======== DATA TO USE ========
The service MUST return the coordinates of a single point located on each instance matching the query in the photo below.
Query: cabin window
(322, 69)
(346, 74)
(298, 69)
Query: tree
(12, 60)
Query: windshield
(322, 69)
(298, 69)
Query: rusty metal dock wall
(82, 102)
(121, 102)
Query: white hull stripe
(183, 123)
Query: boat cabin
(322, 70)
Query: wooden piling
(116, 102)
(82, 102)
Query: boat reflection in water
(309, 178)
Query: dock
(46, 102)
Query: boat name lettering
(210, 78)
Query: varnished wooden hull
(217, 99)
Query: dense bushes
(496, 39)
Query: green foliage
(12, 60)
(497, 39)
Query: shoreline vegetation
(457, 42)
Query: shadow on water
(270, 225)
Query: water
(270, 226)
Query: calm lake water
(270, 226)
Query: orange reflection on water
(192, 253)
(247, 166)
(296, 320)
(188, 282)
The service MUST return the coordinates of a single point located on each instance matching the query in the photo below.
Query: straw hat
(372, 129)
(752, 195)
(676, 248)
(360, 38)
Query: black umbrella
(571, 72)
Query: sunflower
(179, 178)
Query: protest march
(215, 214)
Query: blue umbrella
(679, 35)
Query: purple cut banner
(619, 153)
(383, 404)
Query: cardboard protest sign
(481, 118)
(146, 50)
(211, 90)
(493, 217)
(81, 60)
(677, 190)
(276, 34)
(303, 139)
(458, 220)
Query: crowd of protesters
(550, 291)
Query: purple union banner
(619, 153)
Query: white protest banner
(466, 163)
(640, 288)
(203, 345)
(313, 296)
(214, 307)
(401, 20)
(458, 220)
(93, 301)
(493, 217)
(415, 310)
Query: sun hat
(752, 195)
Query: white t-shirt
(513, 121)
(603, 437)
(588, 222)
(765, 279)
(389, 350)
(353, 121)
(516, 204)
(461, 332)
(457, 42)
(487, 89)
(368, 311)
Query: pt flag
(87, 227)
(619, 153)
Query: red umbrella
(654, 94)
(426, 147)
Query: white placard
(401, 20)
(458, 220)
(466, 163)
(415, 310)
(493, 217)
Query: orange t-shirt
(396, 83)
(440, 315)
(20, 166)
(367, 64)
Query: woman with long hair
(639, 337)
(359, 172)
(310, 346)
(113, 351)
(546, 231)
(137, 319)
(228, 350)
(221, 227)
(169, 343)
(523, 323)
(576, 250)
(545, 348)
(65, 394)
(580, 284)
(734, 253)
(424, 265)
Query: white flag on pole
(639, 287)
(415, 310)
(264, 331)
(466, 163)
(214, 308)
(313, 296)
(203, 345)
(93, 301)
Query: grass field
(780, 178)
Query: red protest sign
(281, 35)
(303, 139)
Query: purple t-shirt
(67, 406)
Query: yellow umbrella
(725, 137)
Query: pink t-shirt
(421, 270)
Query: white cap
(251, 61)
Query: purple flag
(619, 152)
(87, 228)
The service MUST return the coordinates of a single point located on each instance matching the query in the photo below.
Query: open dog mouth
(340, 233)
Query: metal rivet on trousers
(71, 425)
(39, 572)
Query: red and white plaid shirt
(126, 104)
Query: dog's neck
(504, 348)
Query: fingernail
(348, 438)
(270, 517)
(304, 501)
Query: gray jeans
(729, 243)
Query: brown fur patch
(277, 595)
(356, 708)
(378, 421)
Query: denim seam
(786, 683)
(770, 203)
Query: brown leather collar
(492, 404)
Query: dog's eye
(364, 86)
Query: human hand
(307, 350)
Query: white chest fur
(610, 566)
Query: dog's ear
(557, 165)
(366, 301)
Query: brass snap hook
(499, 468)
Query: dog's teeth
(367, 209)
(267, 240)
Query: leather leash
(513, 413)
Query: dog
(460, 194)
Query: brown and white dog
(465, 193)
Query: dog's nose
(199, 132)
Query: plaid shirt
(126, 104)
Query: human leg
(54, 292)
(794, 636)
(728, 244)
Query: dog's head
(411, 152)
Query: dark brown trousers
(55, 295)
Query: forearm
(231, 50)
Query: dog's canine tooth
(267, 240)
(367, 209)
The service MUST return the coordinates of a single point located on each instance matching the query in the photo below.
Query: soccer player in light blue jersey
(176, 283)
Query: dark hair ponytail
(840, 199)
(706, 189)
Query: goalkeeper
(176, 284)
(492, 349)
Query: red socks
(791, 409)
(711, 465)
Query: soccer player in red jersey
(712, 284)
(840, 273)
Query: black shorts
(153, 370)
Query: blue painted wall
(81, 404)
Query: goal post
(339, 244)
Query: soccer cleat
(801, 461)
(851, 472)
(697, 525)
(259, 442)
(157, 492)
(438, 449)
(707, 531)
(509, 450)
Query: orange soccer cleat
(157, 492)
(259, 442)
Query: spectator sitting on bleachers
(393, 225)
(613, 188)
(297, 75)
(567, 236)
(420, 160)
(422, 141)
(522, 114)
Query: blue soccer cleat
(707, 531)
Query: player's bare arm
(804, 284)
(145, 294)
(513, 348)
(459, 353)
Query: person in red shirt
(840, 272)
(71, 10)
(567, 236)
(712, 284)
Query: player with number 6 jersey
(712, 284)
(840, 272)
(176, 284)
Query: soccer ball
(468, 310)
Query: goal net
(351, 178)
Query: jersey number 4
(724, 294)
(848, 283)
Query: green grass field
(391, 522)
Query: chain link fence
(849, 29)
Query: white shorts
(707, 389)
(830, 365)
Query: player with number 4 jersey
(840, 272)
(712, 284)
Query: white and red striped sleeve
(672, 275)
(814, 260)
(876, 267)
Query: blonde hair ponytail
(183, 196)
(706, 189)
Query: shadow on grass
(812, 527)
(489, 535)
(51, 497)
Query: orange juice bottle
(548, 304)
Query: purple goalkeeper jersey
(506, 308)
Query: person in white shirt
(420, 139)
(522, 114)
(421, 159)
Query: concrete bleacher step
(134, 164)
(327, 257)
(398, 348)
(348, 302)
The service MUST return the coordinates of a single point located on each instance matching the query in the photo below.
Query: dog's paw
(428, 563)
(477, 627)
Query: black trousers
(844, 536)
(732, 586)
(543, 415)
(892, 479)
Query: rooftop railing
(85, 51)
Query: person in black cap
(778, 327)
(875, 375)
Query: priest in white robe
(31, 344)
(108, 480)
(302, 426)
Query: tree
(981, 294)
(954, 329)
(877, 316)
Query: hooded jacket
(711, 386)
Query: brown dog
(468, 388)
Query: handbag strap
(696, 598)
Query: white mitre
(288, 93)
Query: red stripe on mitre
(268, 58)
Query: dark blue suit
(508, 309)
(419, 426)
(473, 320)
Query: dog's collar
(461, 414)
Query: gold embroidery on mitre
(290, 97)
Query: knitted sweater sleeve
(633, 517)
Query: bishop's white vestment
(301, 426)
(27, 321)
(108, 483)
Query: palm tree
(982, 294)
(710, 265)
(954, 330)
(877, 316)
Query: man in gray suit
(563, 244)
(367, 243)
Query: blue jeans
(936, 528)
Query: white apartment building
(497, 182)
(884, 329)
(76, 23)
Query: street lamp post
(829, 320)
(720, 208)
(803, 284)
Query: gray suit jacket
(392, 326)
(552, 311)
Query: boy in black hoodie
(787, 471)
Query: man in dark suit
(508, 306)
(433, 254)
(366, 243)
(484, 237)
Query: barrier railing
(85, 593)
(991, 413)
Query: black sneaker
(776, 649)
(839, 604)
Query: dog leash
========
Print all of the entries again, exactly as written.

The service MUST return the coordinates of a single point located on each instance matching the query in the photo below.
Query: cabin window
(322, 69)
(346, 74)
(298, 69)
Query: tree
(12, 60)
Query: windshield
(322, 69)
(298, 69)
Query: rusty metal dock wall
(82, 102)
(121, 102)
Query: white hull stripe
(183, 123)
Query: boat cabin
(322, 70)
Query: wooden piling
(116, 102)
(82, 102)
Query: boat reflection in water
(309, 178)
Query: dock
(46, 102)
Query: boat name lettering
(210, 78)
Query: varnished wooden hull
(217, 99)
Query: dense bushes
(496, 39)
Query: green foliage
(12, 60)
(497, 39)
Query: shoreline vegetation
(457, 42)
Query: shadow on water
(270, 225)
Query: water
(270, 226)
Query: calm lake water
(270, 226)
Query: orange reflection on water
(192, 253)
(247, 166)
(296, 320)
(188, 282)
The service MUST return the coordinates of a single point located on each instance matching the query in the photo below.
Query: straw hat
(372, 129)
(752, 195)
(676, 248)
(360, 38)
Query: black umbrella
(571, 72)
Query: sunflower
(179, 178)
Query: protest march
(215, 214)
Query: blue umbrella
(679, 35)
Query: purple cut banner
(619, 153)
(383, 404)
Query: cardboard protest sign
(481, 118)
(146, 50)
(211, 90)
(493, 217)
(81, 60)
(677, 190)
(276, 34)
(303, 139)
(458, 220)
Query: crowd of protesters
(550, 291)
Query: purple union banner
(619, 153)
Query: white protest banner
(466, 163)
(640, 288)
(203, 345)
(313, 296)
(214, 307)
(401, 20)
(458, 220)
(93, 301)
(493, 217)
(415, 310)
Query: sun hat
(752, 195)
Query: white t-shirt
(513, 121)
(603, 437)
(588, 222)
(765, 279)
(389, 350)
(353, 121)
(516, 204)
(461, 332)
(457, 42)
(487, 89)
(368, 311)
Query: pt flag
(87, 227)
(619, 153)
Query: red umbrella
(654, 94)
(426, 147)
Query: white placard
(401, 20)
(458, 220)
(466, 163)
(415, 310)
(493, 217)
Query: orange t-shirt
(396, 83)
(440, 315)
(20, 166)
(367, 64)
Query: woman with long hair
(639, 337)
(359, 172)
(310, 346)
(113, 351)
(546, 231)
(137, 319)
(228, 350)
(221, 227)
(169, 343)
(523, 323)
(576, 250)
(545, 348)
(65, 394)
(580, 284)
(734, 253)
(424, 265)
Query: white flag on pole
(639, 287)
(415, 310)
(264, 331)
(466, 163)
(214, 308)
(313, 296)
(203, 345)
(93, 301)
Query: grass field
(780, 178)
Query: red protest sign
(281, 35)
(303, 139)
Query: purple t-shirt
(67, 406)
Query: yellow umbrella
(725, 137)
Query: pink t-shirt
(421, 270)
Query: white cap
(251, 61)
Query: purple flag
(619, 152)
(87, 228)
The service MUST return the coordinates of a single point located on each instance matching the query in the photo below.
Query: open dog mouth
(340, 233)
Query: metal rivet on trousers
(71, 425)
(39, 572)
Query: red and white plaid shirt
(126, 104)
Query: dog's neck
(504, 348)
Query: fingernail
(348, 438)
(270, 517)
(304, 501)
Query: gray jeans
(729, 243)
Query: brown fur patch
(277, 595)
(356, 708)
(378, 421)
Query: denim seam
(786, 683)
(770, 203)
Query: brown leather collar
(492, 404)
Query: dog's eye
(364, 86)
Query: human hand
(307, 350)
Query: white chest fur
(610, 566)
Query: dog's ear
(557, 165)
(366, 301)
Query: brass snap hook
(499, 468)
Query: dog's teeth
(367, 209)
(267, 240)
Query: leather leash
(513, 413)
Query: dog
(460, 194)
Query: brown and white dog
(465, 193)
Query: dog's nose
(199, 132)
Query: plaid shirt
(126, 104)
Query: human leg
(54, 292)
(794, 636)
(728, 244)
Query: dog's head
(411, 152)
Query: dark brown trousers
(55, 295)
Query: forearm
(231, 50)
Query: dog's canine tooth
(267, 240)
(367, 209)
The service MUST return the coordinates of a single point located on each instance matching the query in the photo below.
Query: soccer player in light blue jersey
(176, 283)
Query: dark hair ponytail
(840, 199)
(706, 189)
Query: goalkeeper
(176, 284)
(492, 349)
Query: red socks
(791, 409)
(711, 465)
Query: soccer player in red jersey
(712, 284)
(840, 273)
Query: black shorts
(153, 370)
Query: blue painted wall
(81, 404)
Query: goal post
(339, 244)
Query: soccer cleat
(801, 461)
(851, 472)
(697, 525)
(259, 442)
(157, 492)
(438, 449)
(707, 531)
(509, 450)
Query: orange soccer cleat
(157, 492)
(259, 442)
Query: spectator sitting on bleachers
(393, 225)
(613, 188)
(297, 75)
(567, 236)
(420, 160)
(422, 141)
(522, 114)
Query: blue soccer cleat
(707, 531)
Query: player's bare arm
(804, 284)
(145, 294)
(513, 348)
(459, 353)
Query: person in red shirt
(840, 272)
(71, 10)
(567, 236)
(712, 284)
Query: player with number 6 jersey
(712, 284)
(840, 272)
(176, 284)
Query: soccer ball
(468, 310)
Query: goal net
(351, 178)
Query: jersey number 4
(724, 294)
(848, 283)
Query: green grass field
(391, 522)
Query: chain link fence
(849, 29)
Query: white shorts
(707, 389)
(830, 365)
Query: player with number 4 jersey
(840, 272)
(712, 284)
Query: white and red striped sleeve
(672, 275)
(814, 260)
(876, 267)
Query: blonde hair ponytail
(183, 196)
(706, 189)
Query: shadow on grass
(812, 527)
(489, 535)
(51, 497)
Query: orange juice bottle
(548, 304)
Query: purple goalkeeper jersey
(506, 308)
Query: person in white shirt
(420, 139)
(522, 114)
(421, 159)
Query: concrete bleacher step
(134, 164)
(327, 257)
(398, 348)
(348, 302)
The service MUST return the coordinates of a single point located on each instance matching the query in the photo below.
Query: dog's paw
(428, 563)
(477, 627)
Query: black trousers
(844, 536)
(732, 586)
(543, 415)
(892, 479)
Query: rooftop railing
(85, 51)
Query: person in black cap
(778, 327)
(875, 375)
Query: priest in white robe
(31, 344)
(108, 480)
(302, 426)
Query: tree
(981, 294)
(954, 329)
(877, 316)
Query: hooded jacket
(711, 386)
Query: brown dog
(468, 388)
Query: handbag strap
(696, 598)
Query: white mitre
(288, 93)
Query: red stripe on mitre
(268, 58)
Query: dark blue suit
(508, 309)
(419, 426)
(473, 320)
Query: dog's collar
(461, 414)
Query: gold embroidery on mitre
(290, 97)
Query: knitted sweater sleeve
(633, 517)
Query: bishop's white vestment
(301, 426)
(27, 321)
(108, 483)
Query: palm tree
(982, 294)
(710, 265)
(954, 330)
(877, 316)
Query: man in gray suit
(563, 244)
(367, 243)
Query: blue jeans
(936, 528)
Query: white apartment building
(497, 182)
(884, 329)
(76, 23)
Query: street lamp post
(829, 320)
(720, 208)
(803, 284)
Query: gray suit jacket
(392, 326)
(552, 311)
Query: boy in black hoodie
(787, 471)
Query: man in dark suit
(508, 306)
(433, 254)
(366, 243)
(484, 237)
Query: barrier railing
(85, 593)
(991, 413)
Query: black sneaker
(776, 649)
(839, 604)
Query: dog leash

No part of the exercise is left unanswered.